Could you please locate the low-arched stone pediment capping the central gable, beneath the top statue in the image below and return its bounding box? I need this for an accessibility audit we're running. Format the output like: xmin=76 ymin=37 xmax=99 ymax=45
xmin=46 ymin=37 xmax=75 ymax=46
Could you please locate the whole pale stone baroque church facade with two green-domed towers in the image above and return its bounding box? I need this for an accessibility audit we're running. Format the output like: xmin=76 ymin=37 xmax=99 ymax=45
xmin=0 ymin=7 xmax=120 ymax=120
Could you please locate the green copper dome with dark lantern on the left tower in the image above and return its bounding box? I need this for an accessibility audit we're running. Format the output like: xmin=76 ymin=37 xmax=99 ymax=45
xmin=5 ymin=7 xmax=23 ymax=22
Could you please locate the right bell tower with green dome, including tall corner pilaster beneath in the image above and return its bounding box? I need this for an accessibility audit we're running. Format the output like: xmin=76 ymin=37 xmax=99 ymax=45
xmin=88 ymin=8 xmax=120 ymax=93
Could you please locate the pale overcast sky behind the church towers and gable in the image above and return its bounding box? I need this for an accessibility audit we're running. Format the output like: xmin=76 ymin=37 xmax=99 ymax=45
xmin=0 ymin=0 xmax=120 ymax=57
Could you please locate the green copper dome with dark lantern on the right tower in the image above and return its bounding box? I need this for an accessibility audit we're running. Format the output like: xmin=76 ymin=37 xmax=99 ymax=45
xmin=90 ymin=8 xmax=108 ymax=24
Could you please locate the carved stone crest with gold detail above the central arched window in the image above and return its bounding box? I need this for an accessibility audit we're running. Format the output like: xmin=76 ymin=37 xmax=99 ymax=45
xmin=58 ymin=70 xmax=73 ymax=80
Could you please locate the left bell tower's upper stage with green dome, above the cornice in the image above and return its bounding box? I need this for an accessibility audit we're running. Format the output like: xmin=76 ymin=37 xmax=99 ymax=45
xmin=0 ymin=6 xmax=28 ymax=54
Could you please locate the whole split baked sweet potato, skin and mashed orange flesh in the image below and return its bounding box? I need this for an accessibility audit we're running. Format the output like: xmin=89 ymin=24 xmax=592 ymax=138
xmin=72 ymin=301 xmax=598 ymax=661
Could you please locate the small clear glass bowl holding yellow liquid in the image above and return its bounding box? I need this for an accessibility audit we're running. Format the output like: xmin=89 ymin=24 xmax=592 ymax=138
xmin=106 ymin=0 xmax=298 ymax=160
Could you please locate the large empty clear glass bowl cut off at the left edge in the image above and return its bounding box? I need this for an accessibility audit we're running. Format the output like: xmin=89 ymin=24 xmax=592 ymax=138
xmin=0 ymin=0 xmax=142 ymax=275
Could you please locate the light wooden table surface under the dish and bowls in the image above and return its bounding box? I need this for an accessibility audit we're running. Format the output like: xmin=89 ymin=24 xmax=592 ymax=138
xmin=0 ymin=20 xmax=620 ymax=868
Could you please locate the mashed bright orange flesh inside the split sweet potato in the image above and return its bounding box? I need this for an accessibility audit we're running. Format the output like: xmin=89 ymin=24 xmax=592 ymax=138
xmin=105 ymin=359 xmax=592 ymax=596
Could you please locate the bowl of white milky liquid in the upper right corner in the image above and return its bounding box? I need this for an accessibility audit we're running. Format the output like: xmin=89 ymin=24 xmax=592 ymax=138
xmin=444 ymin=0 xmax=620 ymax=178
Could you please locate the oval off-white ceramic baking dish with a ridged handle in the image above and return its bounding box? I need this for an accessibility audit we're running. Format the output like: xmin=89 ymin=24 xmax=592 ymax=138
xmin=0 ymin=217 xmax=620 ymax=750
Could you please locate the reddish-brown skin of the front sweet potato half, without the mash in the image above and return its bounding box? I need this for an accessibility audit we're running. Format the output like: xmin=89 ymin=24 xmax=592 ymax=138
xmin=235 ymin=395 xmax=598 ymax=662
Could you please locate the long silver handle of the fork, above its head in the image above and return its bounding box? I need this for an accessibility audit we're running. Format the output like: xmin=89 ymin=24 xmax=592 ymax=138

┄┄┄┄┄┄┄┄┄┄┄┄┄┄┄┄┄┄┄┄

PROMPT. Write the records out again. Keep every line exactly as it is.

EXPECTED OUTPUT.
Could you please locate the low-arched stone pediment capping the central gable, beneath the top statue in the image below and return its bounding box? I need this for an accessibility audit we're running. Format the output like: xmin=76 ymin=37 xmax=99 ymax=45
xmin=46 ymin=37 xmax=75 ymax=46
Could you please locate the whole pale stone baroque church facade with two green-domed towers in the image above and return its bounding box? I need this for an accessibility audit we're running. Format the output like: xmin=76 ymin=37 xmax=99 ymax=45
xmin=0 ymin=7 xmax=120 ymax=120
Could you please locate the green copper dome with dark lantern on the left tower in the image above and return its bounding box? I need this for an accessibility audit we're running. Format the output like: xmin=76 ymin=37 xmax=99 ymax=45
xmin=5 ymin=7 xmax=23 ymax=22
Could you please locate the right bell tower with green dome, including tall corner pilaster beneath in the image above and return its bounding box? I need this for an accessibility audit we're running. Format the output like: xmin=76 ymin=37 xmax=99 ymax=45
xmin=88 ymin=8 xmax=120 ymax=93
Could you please locate the pale overcast sky behind the church towers and gable in the image above and return its bounding box? I need this for an accessibility audit we're running. Format the output like: xmin=76 ymin=37 xmax=99 ymax=45
xmin=0 ymin=0 xmax=120 ymax=57
Could you please locate the green copper dome with dark lantern on the right tower in the image above and return its bounding box? I need this for an accessibility audit we're running. Format the output like: xmin=76 ymin=37 xmax=99 ymax=45
xmin=90 ymin=8 xmax=108 ymax=24
Could you please locate the carved stone crest with gold detail above the central arched window in the image above and return its bounding box? I need this for an accessibility audit we're running. Format the output like: xmin=76 ymin=37 xmax=99 ymax=45
xmin=58 ymin=70 xmax=73 ymax=80
Could you please locate the left bell tower's upper stage with green dome, above the cornice in the image above and return its bounding box? I need this for an accessibility audit we're running. Format the output like: xmin=76 ymin=37 xmax=99 ymax=45
xmin=0 ymin=6 xmax=28 ymax=54
Could you please locate the whole split baked sweet potato, skin and mashed orange flesh in the image below and return its bounding box? I need this for an accessibility audit we're running. Format the output like: xmin=89 ymin=24 xmax=592 ymax=138
xmin=72 ymin=301 xmax=598 ymax=661
Could you please locate the small clear glass bowl holding yellow liquid in the image above and return its bounding box? I need this for an accessibility audit we're running. Format the output like: xmin=89 ymin=24 xmax=592 ymax=138
xmin=106 ymin=0 xmax=298 ymax=160
Could you please locate the large empty clear glass bowl cut off at the left edge in the image above and return its bounding box? I need this for an accessibility audit we're running. Format the output like: xmin=89 ymin=24 xmax=592 ymax=138
xmin=0 ymin=0 xmax=142 ymax=275
Could you please locate the light wooden table surface under the dish and bowls in the image above and return its bounding box? I need this for an accessibility audit we're running. Format the output like: xmin=89 ymin=24 xmax=592 ymax=138
xmin=0 ymin=20 xmax=620 ymax=868
Could you please locate the mashed bright orange flesh inside the split sweet potato in the image above and return its bounding box? I need this for an accessibility audit we're running. Format the output like: xmin=89 ymin=24 xmax=592 ymax=138
xmin=105 ymin=359 xmax=592 ymax=596
Could you please locate the bowl of white milky liquid in the upper right corner in the image above and return its bounding box? I need this for an accessibility audit we're running. Format the output like: xmin=89 ymin=24 xmax=592 ymax=138
xmin=444 ymin=0 xmax=620 ymax=178
Could you please locate the oval off-white ceramic baking dish with a ridged handle in the image above and return its bounding box? I need this for an accessibility audit we're running. Format the output like: xmin=89 ymin=24 xmax=592 ymax=138
xmin=0 ymin=217 xmax=620 ymax=750
Could you please locate the reddish-brown skin of the front sweet potato half, without the mash in the image above and return its bounding box? I need this for an accessibility audit we're running. Format the output like: xmin=89 ymin=24 xmax=592 ymax=138
xmin=235 ymin=395 xmax=598 ymax=662
Could you please locate the long silver handle of the fork, above its head in the image above and return its bounding box? I need this for an accessibility audit we're running. Format the output like: xmin=89 ymin=24 xmax=592 ymax=138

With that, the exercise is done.